Transcribe all records exactly.

--- BEGIN Supplied material ---

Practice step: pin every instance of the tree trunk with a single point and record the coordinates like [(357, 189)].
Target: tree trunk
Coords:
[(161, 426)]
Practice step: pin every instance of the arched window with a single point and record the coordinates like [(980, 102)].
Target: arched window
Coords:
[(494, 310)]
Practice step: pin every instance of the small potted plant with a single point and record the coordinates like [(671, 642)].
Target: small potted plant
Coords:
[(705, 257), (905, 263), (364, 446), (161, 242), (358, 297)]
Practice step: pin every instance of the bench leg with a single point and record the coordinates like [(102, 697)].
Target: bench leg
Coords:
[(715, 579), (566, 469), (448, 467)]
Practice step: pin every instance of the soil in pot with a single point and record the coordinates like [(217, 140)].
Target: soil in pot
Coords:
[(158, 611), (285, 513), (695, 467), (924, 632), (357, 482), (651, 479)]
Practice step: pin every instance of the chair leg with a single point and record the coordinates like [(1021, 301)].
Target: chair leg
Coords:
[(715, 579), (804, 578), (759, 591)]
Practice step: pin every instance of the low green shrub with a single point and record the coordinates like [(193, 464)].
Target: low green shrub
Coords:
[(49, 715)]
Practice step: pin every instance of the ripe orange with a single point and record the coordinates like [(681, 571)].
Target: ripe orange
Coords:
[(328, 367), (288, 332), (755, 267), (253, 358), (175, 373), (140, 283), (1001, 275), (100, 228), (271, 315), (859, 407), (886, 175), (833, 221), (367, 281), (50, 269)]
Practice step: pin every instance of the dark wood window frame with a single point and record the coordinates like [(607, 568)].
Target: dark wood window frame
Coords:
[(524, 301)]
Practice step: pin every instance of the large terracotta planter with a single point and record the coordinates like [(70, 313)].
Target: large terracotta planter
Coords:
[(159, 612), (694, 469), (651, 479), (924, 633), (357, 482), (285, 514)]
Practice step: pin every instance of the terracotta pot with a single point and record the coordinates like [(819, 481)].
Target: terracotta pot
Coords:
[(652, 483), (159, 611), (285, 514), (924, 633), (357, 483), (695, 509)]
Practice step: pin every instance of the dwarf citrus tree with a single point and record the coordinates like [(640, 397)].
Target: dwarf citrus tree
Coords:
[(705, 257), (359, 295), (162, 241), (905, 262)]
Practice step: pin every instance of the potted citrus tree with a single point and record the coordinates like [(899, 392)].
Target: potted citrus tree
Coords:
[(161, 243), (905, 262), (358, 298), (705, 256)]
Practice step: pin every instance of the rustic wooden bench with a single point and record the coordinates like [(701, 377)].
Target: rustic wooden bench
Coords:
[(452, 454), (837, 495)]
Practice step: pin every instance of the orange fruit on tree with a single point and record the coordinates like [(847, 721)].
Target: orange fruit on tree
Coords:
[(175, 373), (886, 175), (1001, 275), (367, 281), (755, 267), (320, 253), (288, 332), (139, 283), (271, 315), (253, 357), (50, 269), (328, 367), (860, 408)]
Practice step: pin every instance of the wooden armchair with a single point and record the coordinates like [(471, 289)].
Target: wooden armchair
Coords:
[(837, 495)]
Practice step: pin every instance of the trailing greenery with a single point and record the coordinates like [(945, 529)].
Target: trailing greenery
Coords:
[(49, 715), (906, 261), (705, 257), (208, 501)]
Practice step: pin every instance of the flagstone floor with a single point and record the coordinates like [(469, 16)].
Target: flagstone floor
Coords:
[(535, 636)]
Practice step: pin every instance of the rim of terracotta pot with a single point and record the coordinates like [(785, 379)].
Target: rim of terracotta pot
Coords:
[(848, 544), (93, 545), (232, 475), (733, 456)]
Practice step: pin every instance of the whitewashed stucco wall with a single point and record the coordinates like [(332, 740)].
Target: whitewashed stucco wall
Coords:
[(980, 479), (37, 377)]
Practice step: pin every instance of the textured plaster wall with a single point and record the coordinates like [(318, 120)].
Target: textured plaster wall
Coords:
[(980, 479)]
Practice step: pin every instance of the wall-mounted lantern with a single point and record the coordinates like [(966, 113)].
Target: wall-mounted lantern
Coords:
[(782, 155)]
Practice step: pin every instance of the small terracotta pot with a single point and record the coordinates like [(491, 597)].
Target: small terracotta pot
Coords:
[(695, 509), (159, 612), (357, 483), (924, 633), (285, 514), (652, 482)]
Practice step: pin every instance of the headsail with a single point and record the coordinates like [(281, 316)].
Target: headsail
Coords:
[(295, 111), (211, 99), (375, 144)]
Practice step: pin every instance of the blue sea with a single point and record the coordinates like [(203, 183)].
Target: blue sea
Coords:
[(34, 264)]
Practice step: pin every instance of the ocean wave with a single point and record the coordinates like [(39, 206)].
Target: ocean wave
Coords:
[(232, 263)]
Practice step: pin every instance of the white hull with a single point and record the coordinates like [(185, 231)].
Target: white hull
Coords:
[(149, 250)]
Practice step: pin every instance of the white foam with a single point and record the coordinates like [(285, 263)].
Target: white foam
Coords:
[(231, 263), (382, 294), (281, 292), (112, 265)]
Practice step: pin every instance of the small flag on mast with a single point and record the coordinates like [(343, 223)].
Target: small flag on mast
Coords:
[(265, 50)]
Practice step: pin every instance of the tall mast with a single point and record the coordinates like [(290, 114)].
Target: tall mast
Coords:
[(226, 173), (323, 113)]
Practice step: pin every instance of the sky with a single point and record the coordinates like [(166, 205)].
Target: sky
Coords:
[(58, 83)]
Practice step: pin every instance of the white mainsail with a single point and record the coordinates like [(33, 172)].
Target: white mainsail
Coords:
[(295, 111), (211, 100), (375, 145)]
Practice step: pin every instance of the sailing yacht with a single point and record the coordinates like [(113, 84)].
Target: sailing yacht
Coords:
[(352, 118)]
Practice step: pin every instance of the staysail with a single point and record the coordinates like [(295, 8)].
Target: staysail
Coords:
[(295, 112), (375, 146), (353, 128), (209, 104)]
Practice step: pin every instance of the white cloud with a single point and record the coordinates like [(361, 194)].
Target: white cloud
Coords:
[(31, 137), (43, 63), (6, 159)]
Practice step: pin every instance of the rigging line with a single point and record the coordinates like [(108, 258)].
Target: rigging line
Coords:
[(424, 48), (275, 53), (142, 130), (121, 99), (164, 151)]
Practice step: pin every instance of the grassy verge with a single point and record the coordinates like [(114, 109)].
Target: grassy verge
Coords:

--- END Supplied material ---

_Written solution_:
Practice step: pin every instance of the tree trunk with a single point and record the coordinates like [(357, 189)].
Target: tree trunk
Coords:
[(161, 426)]
Practice step: pin every instance of the arched window with a single point and record the coordinates like [(980, 102)].
Target: arched window
Coords:
[(494, 310)]
Practice step: pin every instance of the small potted plant with a single point and record the coordinates like [(671, 642)].
Target: small potted plant
Coords:
[(705, 257), (905, 263), (364, 446), (161, 242), (358, 297)]
Practice step: pin every instance of the bench leg with a single point and record the coordinates like [(102, 697)].
Target: bench leg
Coords:
[(715, 579), (566, 469), (448, 467)]
Practice step: pin every instance of the soil in pot with a single point and record the coordinates like [(217, 140)].
Target: soil in pot
Coords:
[(158, 611), (285, 513), (695, 467), (924, 632), (357, 482), (651, 479)]
Practice step: pin every instance of the chair leg with a single point and record the coordinates like [(1021, 301)].
Target: chair leg
Coords:
[(715, 579), (804, 578), (759, 591)]
Practice step: pin every instance of the low green shrub with a single point and record the coordinates like [(193, 464)].
Target: low green shrub
Coords:
[(49, 715)]
Practice step: pin every instance of the ripe orange with a single point and record the coordinates like [(681, 571)].
Target: ripe orange
Coords:
[(328, 367), (288, 332), (755, 267), (253, 358), (175, 373), (140, 283), (1001, 275), (100, 228), (271, 315), (859, 407), (886, 175), (833, 221), (367, 281), (50, 269)]
Practice step: pin every instance of the dark wood window frame with a single point and record the coordinates like [(607, 568)].
Target: dark wood window frame
Coords:
[(524, 301)]
Practice step: pin every instance of the large terracotta planter with a single point and record the coordinates like [(70, 313)].
Target: large terracotta planter
Coords:
[(159, 612), (694, 469), (651, 479), (924, 633), (357, 482), (285, 514)]
Practice step: pin every instance of the terracotta pot with a single point and record the coordinates like [(819, 481)].
Target: terracotta pot
Coords:
[(652, 483), (159, 611), (285, 514), (924, 633), (357, 483), (695, 509)]
Practice step: pin every instance of the dwarf citrus tree with a single point and record the coordinates like [(640, 397)].
Target: dwarf citrus tree
Coords:
[(705, 257), (359, 295), (162, 241), (905, 262)]
Practice step: pin every instance of the potted citrus tree with a single point and record the coordinates like [(899, 392)].
Target: potted citrus tree
Coords:
[(161, 243), (905, 262), (358, 298), (705, 256)]
Practice step: pin every instance of the rustic wooden bench with a single point and record the coordinates like [(701, 377)].
Target: rustic wooden bench
Coords:
[(452, 454), (837, 495)]
Practice step: pin every instance of the orange fruit on tree with a single point and record the coordinates like [(847, 721)].
Target: orange fruit on tree
Coords:
[(175, 373), (886, 175), (1001, 275), (367, 281), (755, 267), (320, 253), (288, 332), (139, 283), (271, 315), (253, 357), (50, 269), (328, 367), (860, 408)]
Practice step: pin every instance of the wooden armchair with a single point and record the coordinates like [(471, 289)].
Target: wooden armchair
Coords:
[(837, 495)]
Practice step: pin every instance of the trailing greenery with a single point and record the coordinates like [(945, 529)].
Target: trailing greenery
Coords:
[(49, 715), (906, 261), (705, 257), (208, 501)]
Practice step: pin every instance of the flagstone floor with a single point and record the coordinates like [(469, 16)].
Target: flagstone floor
Coords:
[(535, 636)]
Practice step: pin every instance of the rim of terracotta pot with a single point and record the coordinates like [(785, 379)].
Target: rim of terracotta pot
Coords:
[(848, 544), (93, 545), (232, 475), (733, 456)]
Practice step: pin every instance of the whitewashed stucco wall with a single point and record the coordinates like [(332, 740)].
Target: whitewashed stucco wall
Coords:
[(980, 479), (37, 377)]
Practice step: pin every instance of the textured plaster wall with a single point and record the coordinates like [(318, 120)].
Target: textured plaster wall
Coords:
[(980, 479)]
Practice step: pin every instance of the wall-mounted lantern with a single point and record the coordinates like [(966, 113)].
Target: wall-mounted lantern
Coords:
[(782, 155)]
Practice step: pin every instance of the small terracotta pot with a single point and record the coordinates like [(491, 597)].
Target: small terracotta pot
Coords:
[(695, 509), (159, 612), (357, 483), (924, 633), (285, 514), (652, 482)]
Practice step: pin every instance of the headsail with a single point and record the coordinates like [(281, 316)].
Target: headsail
Coords:
[(295, 111), (211, 99), (375, 144)]
Practice step: pin every instance of the blue sea with a single point and record the coordinates like [(203, 183)].
Target: blue sea
Coords:
[(34, 264)]
Practice step: pin every instance of the ocean wave with a single point and record the coordinates like [(39, 206)].
Target: ocean wave
Coords:
[(232, 263)]
Practice step: pin every instance of the white hull with a single point and record the coordinates like [(185, 231)].
Target: white hull
Coords:
[(149, 250)]
Practice step: pin every instance of the white foam with a single point and record the coordinates like [(285, 263)].
Target: white foam
Coords:
[(231, 263), (382, 294), (281, 292), (112, 265)]
Practice step: pin every instance of the small flag on mast with a single point and record the coordinates like [(343, 223)].
Target: small flag on mast
Coords:
[(265, 50)]
Practice step: pin every instance of the tall mast with a single point and record the coordinates like [(290, 114)].
Target: tall mast
Coords:
[(226, 173), (323, 113)]
Practice step: pin every instance of the sky with a single point and record the coordinates like [(166, 205)].
Target: sky
Coords:
[(58, 83)]
Practice step: pin every instance of the white mainsail with a single point and record the coordinates like [(33, 172)].
Target: white mainsail
Coords:
[(295, 111), (211, 100), (375, 145)]
Practice step: pin every instance of the sailing yacht with a single point and record the coordinates like [(113, 84)].
Target: sailing yacht
Coords:
[(352, 118)]
Practice step: pin every instance of the staysail with a single point and record the coordinates like [(295, 8)].
Target: staysail
Coords:
[(295, 112), (375, 146), (353, 128), (209, 104)]
Practice step: pin every instance of the white cloud with a single point and record the coordinates like [(361, 194)].
Target: white cloud
Coords:
[(31, 137), (43, 63), (6, 159)]
Practice step: pin every instance of the rigging line with a single point and record the coordinates like [(108, 258)].
Target: rigging line
Coords:
[(424, 48), (275, 53), (142, 130), (121, 99), (164, 151)]
Practice step: pin every instance of the grassy verge with a single point and record the coordinates like [(114, 109)].
Target: grassy verge
Coords:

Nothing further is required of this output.